Exercise passage:
+++

Though I’d immediately said yes to the idea, I had stalled in the midst of seemingly endless research on marine biology, no poems in sight, until . . . there came the lines, out of the blue, jump-started by rhythm. Once I got going, I kept at it—as I’d hoped I would—with a poem a day.

As the author of several volumes of poetry who also is a professional violinist, I’m often asked how music influences my writing. To this question, with its many possible angles, I probably never offer the same answer twice.

With Oceanophony, it was indeed a rhythm (or poetic meter) that took hold of me and tugged me into the writing fray in the middle of that Sicilian night. The lines came to me in what’s known as a triple meter (for instance, dactyl or anapest; think of the lilt of Seuss’s And to Think That I Saw It on Mulberry Street).

I’ve also always been naturally drawn to the sonnet and other traditional poetic forms—not only to honor them, but to work against them sometimes, and to feel them fight back. This is not true of all poets. Many express outright fear of forms, or scorn, which may amount to the same thing.

+++

Free-text descriptions of objects:
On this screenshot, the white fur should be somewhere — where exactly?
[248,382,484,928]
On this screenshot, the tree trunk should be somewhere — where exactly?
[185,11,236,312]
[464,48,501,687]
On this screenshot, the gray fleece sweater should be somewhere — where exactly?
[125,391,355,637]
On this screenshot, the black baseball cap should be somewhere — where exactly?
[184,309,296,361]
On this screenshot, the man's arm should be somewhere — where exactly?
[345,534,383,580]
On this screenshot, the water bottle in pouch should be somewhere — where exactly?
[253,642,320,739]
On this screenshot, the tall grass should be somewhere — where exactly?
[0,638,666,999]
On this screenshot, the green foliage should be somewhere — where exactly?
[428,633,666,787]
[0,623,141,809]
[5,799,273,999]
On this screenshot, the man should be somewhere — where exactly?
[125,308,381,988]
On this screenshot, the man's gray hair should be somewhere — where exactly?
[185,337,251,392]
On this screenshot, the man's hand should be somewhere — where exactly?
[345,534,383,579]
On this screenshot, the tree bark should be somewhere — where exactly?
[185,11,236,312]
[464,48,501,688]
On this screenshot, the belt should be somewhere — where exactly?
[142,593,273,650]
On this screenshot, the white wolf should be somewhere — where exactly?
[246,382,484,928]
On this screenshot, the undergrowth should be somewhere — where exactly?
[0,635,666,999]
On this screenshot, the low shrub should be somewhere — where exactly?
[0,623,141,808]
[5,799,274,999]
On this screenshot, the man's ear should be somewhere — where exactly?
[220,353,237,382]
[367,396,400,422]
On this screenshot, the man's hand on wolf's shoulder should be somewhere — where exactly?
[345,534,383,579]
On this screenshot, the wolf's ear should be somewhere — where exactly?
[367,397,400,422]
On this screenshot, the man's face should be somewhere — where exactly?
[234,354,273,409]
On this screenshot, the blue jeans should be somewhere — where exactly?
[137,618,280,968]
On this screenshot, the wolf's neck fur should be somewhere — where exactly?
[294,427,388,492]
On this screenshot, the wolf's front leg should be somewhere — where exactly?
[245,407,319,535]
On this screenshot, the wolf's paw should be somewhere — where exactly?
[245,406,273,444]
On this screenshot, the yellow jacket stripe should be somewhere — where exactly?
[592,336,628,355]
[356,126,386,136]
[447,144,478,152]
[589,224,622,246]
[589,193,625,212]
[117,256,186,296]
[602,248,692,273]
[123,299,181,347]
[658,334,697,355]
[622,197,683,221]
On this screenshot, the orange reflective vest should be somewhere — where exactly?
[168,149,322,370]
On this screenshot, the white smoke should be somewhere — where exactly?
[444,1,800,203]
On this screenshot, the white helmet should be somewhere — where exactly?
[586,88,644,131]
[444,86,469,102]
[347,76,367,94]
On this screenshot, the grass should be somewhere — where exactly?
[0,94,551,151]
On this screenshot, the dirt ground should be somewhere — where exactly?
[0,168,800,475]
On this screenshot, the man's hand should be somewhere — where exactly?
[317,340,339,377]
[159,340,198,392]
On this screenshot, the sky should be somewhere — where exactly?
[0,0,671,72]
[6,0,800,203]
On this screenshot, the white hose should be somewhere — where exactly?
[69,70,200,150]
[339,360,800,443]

+++

Parts of the exercise:
**1)** In the passage on writing Oceanophony, what kind of meter did the lines come in?
**2)** Carry on the passage on writing Oceanophony from where it stops.
The items come from a different source than the passage on writing Oceanophony.

Answers to the problems:
**1)** They came in a triple meter, such as dactyl or anapest.

**2)**
But musicians are steeped in the intricacies of structure and detail. It’s easy for me to love the sonnet in all its concision and power. What some might consider constraints—the tensile structure, the rhymes—I find inspiring and truly freeing.

The sonnet’s history, a journey through languages and centuries, courts and countries, echoes aspects of music history. Additionally, just as the string quartet inspired the greatest work of many composers (from Haydn and Mozart to Bartók and Berg), so have many poets been at their finest in sonnets: Shakespeare, Spenser, E. E. Cummings, Edna St. Vincent Millay, to name a few. Millay wrote, “I will put Chaos into fourteen lines / And keep him there. . . .”

On the other hand, I’ve been drawn, reluctantly, into debate with poets more traditional than I; for instance, there are metricists strapped into strictness to whom I’ve said, “No thanks, I don’t want to ‘fix’ my poems; they’re not broken—this is what I HEAR.”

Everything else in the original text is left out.